Material for this exercise Block Start
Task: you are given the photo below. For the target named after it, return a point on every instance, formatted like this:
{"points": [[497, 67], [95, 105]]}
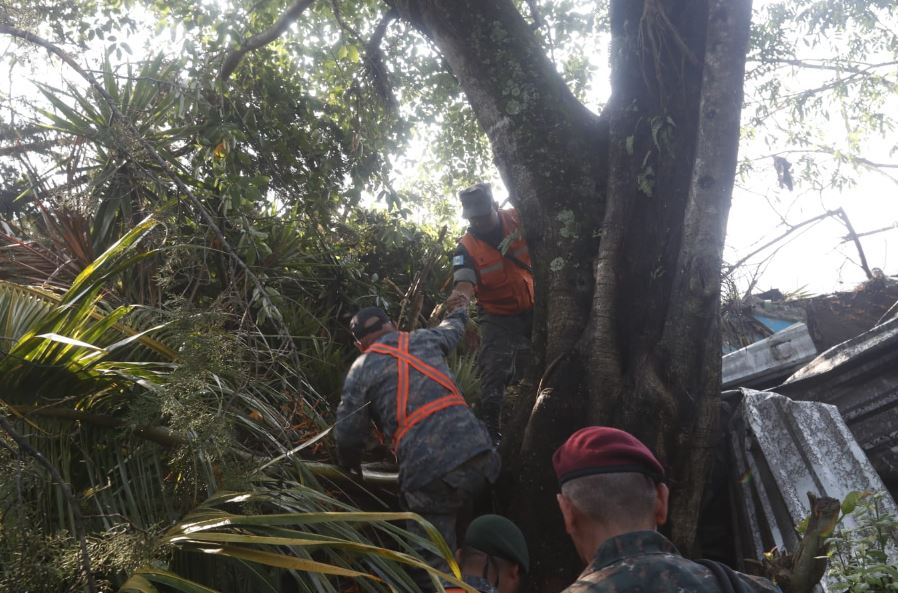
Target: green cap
{"points": [[497, 536]]}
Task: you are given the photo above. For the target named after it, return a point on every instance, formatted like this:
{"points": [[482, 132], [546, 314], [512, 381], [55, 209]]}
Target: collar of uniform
{"points": [[479, 583], [382, 339], [636, 543], [493, 236]]}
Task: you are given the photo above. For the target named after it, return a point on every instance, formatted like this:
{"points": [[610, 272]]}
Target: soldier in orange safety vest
{"points": [[492, 262], [402, 382]]}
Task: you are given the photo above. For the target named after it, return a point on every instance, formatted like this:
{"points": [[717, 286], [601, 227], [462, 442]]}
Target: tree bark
{"points": [[625, 215]]}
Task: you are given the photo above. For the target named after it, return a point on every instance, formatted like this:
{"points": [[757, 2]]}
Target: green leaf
{"points": [[850, 501]]}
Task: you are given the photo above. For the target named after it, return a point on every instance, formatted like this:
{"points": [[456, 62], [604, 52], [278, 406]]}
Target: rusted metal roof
{"points": [[781, 450], [859, 377]]}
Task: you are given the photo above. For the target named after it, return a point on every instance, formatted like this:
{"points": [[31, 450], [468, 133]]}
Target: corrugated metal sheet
{"points": [[768, 361], [783, 449], [860, 377]]}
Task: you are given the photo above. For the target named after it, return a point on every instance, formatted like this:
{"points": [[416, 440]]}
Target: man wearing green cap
{"points": [[494, 557], [613, 498], [492, 262]]}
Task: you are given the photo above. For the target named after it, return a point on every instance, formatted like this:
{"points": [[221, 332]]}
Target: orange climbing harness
{"points": [[404, 420]]}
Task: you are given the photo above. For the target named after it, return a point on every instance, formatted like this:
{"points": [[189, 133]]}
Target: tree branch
{"points": [[77, 517], [891, 227], [232, 60], [857, 243], [374, 61]]}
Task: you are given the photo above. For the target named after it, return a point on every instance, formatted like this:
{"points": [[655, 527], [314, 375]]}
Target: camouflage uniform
{"points": [[646, 562], [504, 342], [444, 460], [503, 356]]}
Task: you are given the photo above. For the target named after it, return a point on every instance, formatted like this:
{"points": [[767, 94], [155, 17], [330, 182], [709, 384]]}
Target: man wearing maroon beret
{"points": [[613, 498]]}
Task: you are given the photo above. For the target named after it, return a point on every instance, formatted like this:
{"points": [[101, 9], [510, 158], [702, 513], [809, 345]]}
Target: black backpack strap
{"points": [[726, 576]]}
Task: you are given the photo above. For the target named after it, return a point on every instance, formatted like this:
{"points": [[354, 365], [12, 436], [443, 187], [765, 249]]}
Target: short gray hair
{"points": [[613, 499]]}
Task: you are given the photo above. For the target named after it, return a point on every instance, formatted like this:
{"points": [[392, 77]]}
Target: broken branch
{"points": [[801, 571], [233, 59], [857, 243], [779, 238]]}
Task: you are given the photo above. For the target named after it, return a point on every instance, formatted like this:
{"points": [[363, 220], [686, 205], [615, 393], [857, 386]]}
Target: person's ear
{"points": [[662, 496], [568, 512]]}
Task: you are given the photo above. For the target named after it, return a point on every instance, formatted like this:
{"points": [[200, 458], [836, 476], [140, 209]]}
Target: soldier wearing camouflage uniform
{"points": [[402, 381], [494, 557], [612, 499], [492, 262]]}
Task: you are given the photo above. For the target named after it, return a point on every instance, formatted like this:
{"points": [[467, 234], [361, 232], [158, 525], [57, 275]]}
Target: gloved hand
{"points": [[350, 459]]}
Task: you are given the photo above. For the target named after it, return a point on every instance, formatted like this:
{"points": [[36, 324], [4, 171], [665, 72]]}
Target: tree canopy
{"points": [[196, 195]]}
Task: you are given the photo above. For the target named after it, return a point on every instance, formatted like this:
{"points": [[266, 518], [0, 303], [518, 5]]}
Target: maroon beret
{"points": [[604, 450]]}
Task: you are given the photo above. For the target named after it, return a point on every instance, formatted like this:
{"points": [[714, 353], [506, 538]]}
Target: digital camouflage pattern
{"points": [[440, 501], [646, 562], [479, 583], [437, 444], [503, 356]]}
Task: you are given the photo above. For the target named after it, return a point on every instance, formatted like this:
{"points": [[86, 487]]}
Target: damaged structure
{"points": [[825, 422]]}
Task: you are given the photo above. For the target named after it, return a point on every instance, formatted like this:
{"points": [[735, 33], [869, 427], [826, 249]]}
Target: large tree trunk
{"points": [[625, 214]]}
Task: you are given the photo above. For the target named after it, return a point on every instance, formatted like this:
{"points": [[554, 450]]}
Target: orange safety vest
{"points": [[405, 421], [504, 287]]}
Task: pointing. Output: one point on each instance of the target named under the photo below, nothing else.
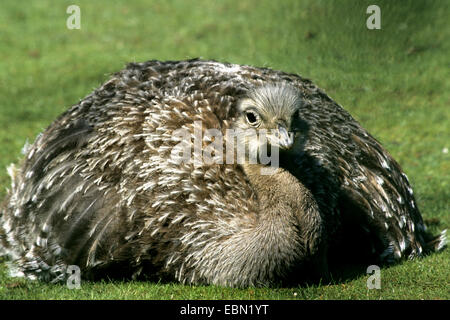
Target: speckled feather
(98, 188)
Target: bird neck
(288, 211)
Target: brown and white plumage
(99, 188)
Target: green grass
(395, 81)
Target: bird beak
(285, 139)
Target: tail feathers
(439, 242)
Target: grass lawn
(395, 81)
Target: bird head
(267, 117)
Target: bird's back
(100, 189)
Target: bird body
(104, 186)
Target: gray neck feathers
(284, 231)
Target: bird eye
(252, 117)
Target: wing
(374, 197)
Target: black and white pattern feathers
(99, 188)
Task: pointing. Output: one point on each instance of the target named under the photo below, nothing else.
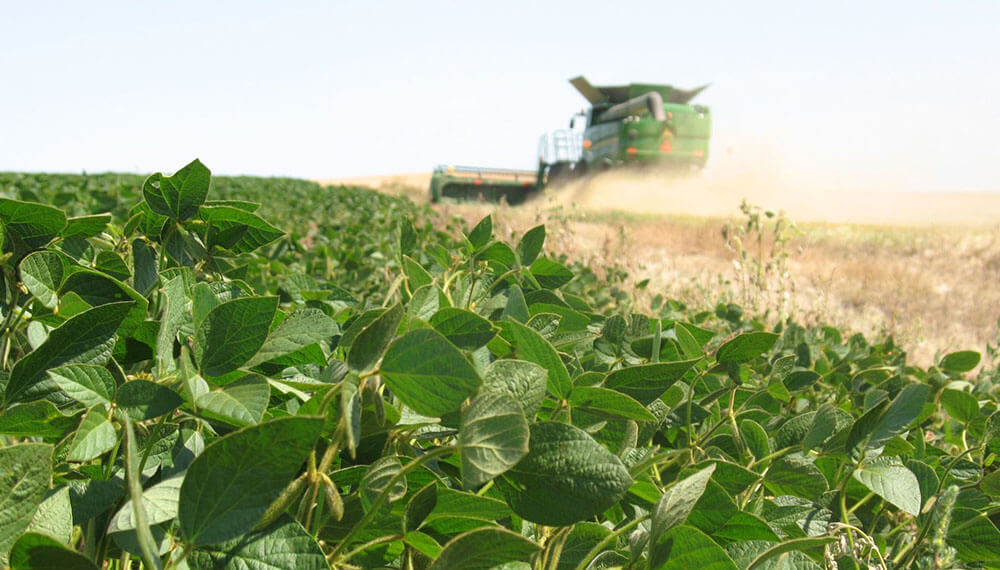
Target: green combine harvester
Material for this exercise Block End
Work required: Without copying any picture, write out all of the material exactly as it reads.

Output for this task:
Task: you are given the photo below. For the target named after it, return a point on every instance, formatted like this:
{"points": [[497, 67], [95, 105]]}
Target: green cap
{"points": [[497, 536]]}
Task: you are given the photo above. For the target named after it, return a point on every instance, formatted like this:
{"points": [[482, 132], [546, 314], [512, 381], [55, 209]]}
Target: collar of uniform
{"points": [[479, 583], [382, 339], [636, 543], [493, 236]]}
Task: you are given the photo above. For the target named after it, return a point on every instance, formatted like this:
{"points": [[610, 272]]}
Target: soldier in orange safety vest
{"points": [[492, 262], [402, 382]]}
Task: you are given the photo above. For the target named after it, return a point on every instance, formatted like this:
{"points": [[717, 286], [601, 227], [462, 442]]}
Target: tree bark
{"points": [[625, 215]]}
Task: you are given the photo above. For the target named after it, return a point on every instance, formatted like this:
{"points": [[757, 2]]}
Target: green leaf
{"points": [[850, 501]]}
Task: you are given the photo above. For the target named after it, return a point on every instance, formatted like this:
{"points": [[456, 62], [604, 52], [278, 406]]}
Target: rusted metal roof
{"points": [[781, 450], [859, 377]]}
Task: you are given the photo above. For the target named after it, return a point on every instance, formatted like this:
{"points": [[31, 450], [468, 133]]}
Target: corrugated metal sheet
{"points": [[768, 361], [783, 449], [860, 377]]}
Task: you are given the photo above. For the target named after it, return a point on every instance, formatted like this:
{"points": [[416, 440]]}
Target: man wearing green cap
{"points": [[494, 557], [613, 498], [492, 262]]}
Task: you are given the photo above. For the target named after it, return a point on every instance, formatted like this:
{"points": [[221, 332]]}
Target: orange climbing harness
{"points": [[404, 420]]}
Task: you are given the photo above. For the target named after it, return a point on every instance, formatted like this:
{"points": [[189, 133]]}
Target: tree branch
{"points": [[77, 517], [891, 227], [232, 60], [857, 243], [374, 61]]}
Task: you are given the photo above. For the target named after it, return a point on every instance, formatted like this:
{"points": [[655, 527], [314, 375]]}
Target: camouflage uniform
{"points": [[646, 562], [504, 342], [444, 460], [503, 356]]}
Task: you are given the photo above. For the target named after it, return a point on every instance, formatted like this:
{"points": [[767, 94], [155, 17], [330, 182], [709, 384]]}
Target: man wearing maroon beret
{"points": [[613, 498]]}
Task: you are given the photo above. For the target named after it, return a point on every instance, formatted like this:
{"points": [[101, 9], [510, 158], [702, 513], [809, 345]]}
Target: black backpack strap
{"points": [[726, 576]]}
Task: you are given the photo above. For the target named after it, return a point on every instance, formatted like this:
{"points": [[354, 365], [12, 436], [443, 187], [765, 249]]}
Target: short gray hair
{"points": [[613, 499]]}
Task: you are given the photo above. For the target named after it, return a point on every instance, formatted like this:
{"points": [[392, 77]]}
Target: broken branch
{"points": [[801, 571], [233, 59], [857, 243], [779, 238]]}
Task: you are given the photo above. For the target named after it, return a point on every instance, formatted like this:
{"points": [[363, 220], [686, 205], [615, 393], [857, 386]]}
Target: person's ear
{"points": [[662, 496], [568, 512]]}
Task: you are given the photo above. For the target named after it, return a point on every instance, formatted like this:
{"points": [[200, 458], [836, 476], [140, 209]]}
Target: soldier wearing camouflage uniform
{"points": [[402, 381], [494, 557], [612, 499], [492, 262]]}
Task: you are given the photo above. For the target named after it, return a point on every instance, formatted like this:
{"points": [[467, 234], [361, 232], [158, 525], [57, 275]]}
Target: gloved hand
{"points": [[350, 459]]}
Task: you are given the photo above. For the target named after it, return a point on every instance, formatted like this:
{"points": [[36, 324], [4, 171], [665, 72]]}
Target: tree canopy
{"points": [[196, 195]]}
Task: you are given the photo above. For the target named after it, return a point on every instance, formatted like this:
{"points": [[266, 518], [0, 303], [518, 5]]}
Target: maroon beret
{"points": [[604, 450]]}
Task: you are given the photo above. For the target named after it, return a point on every instance, formatted like this:
{"points": [[714, 353], [506, 538]]}
Target: digital camouflage pattern
{"points": [[440, 501], [646, 562], [479, 583], [437, 444], [503, 356]]}
Task: you are given the photo above. For the target named after it, return a point on every instance, formatted like this:
{"points": [[86, 487]]}
Target: damaged structure
{"points": [[825, 422]]}
Task: you are given the photo above. For the target named after it, return a point on every instance, formatted like this:
{"points": [[735, 33], [869, 427], [826, 249]]}
Target: large tree trunk
{"points": [[625, 214]]}
Task: you are given the photo above. For the target named after it, return a point on every instance, formatted like this:
{"points": [[554, 450]]}
Target: orange safety vest
{"points": [[405, 421], [504, 287]]}
Task: pointing. Output: one point on each instance of the target named under the photo below, nothing else.
Target: speckled feather
(98, 188)
Target: bird neck
(288, 211)
Target: brown and white plumage
(99, 188)
Target: green grass
(395, 81)
Target: bird beak
(285, 139)
Target: tail feathers
(439, 242)
Target: grass lawn
(395, 81)
Target: bird head
(267, 117)
Target: bird's back
(100, 189)
Target: bird body
(104, 186)
Target: gray neck feathers
(284, 231)
Target: bird eye
(252, 117)
Target: wing
(374, 197)
Target: black and white pattern feathers
(99, 188)
Task: pointing. Output: one point on each instance of the target named under the photo below, nothing else.
Target: green combine harvester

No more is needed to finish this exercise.